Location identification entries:
________________

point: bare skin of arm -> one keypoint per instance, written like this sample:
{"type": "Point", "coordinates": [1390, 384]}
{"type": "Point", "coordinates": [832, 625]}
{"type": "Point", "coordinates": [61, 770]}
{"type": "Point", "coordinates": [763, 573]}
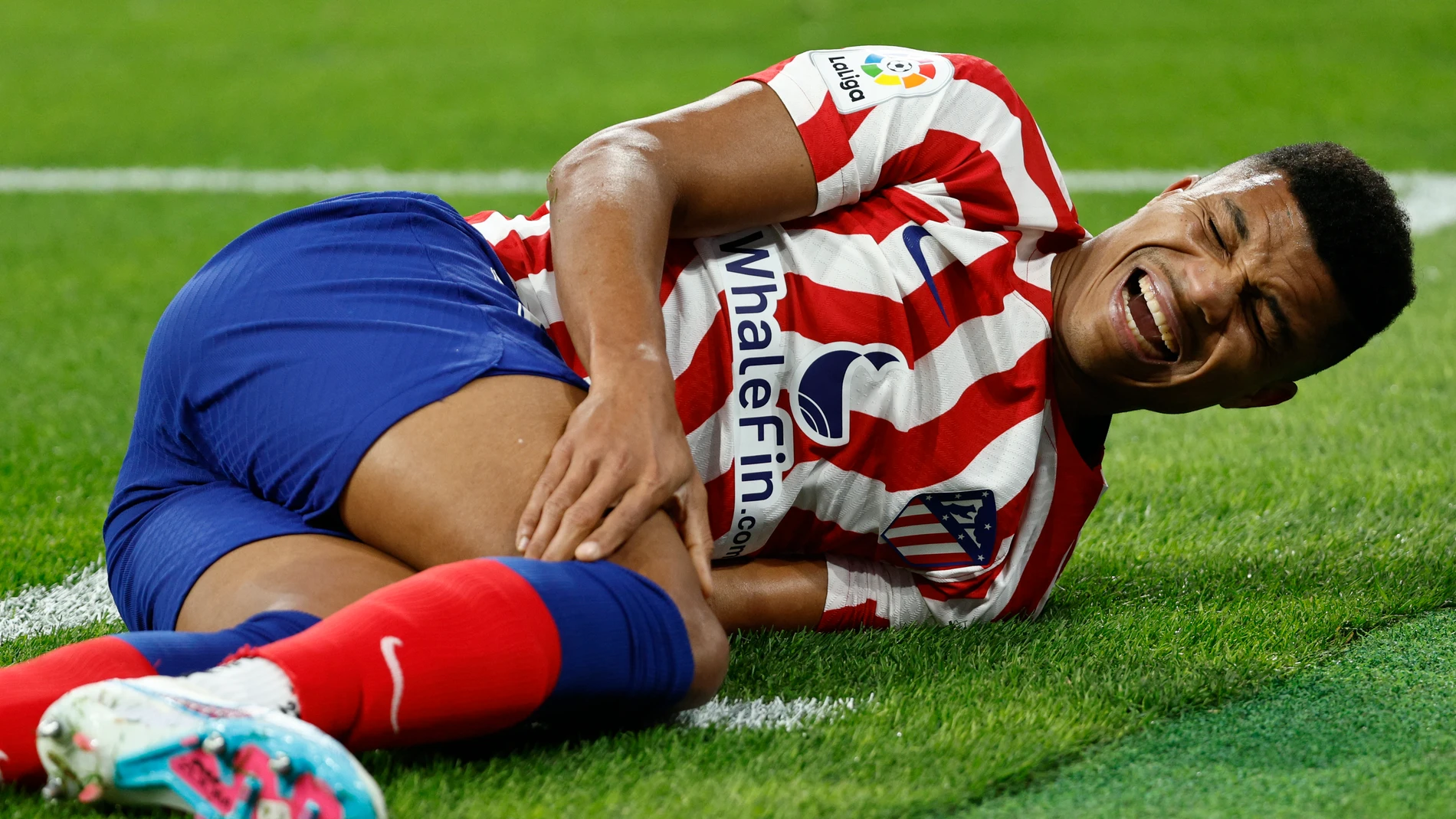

________________

- **Requirements**: Please repeat the lines above word for word, leaving out the pictures.

- **Result of this exercise**:
point: bare skin of arm -> one keypoint per instance, written like this sample:
{"type": "Point", "coordinates": [1390, 384]}
{"type": "Point", "coordinates": [832, 625]}
{"type": "Point", "coordinates": [61, 770]}
{"type": "Point", "coordinates": [763, 573]}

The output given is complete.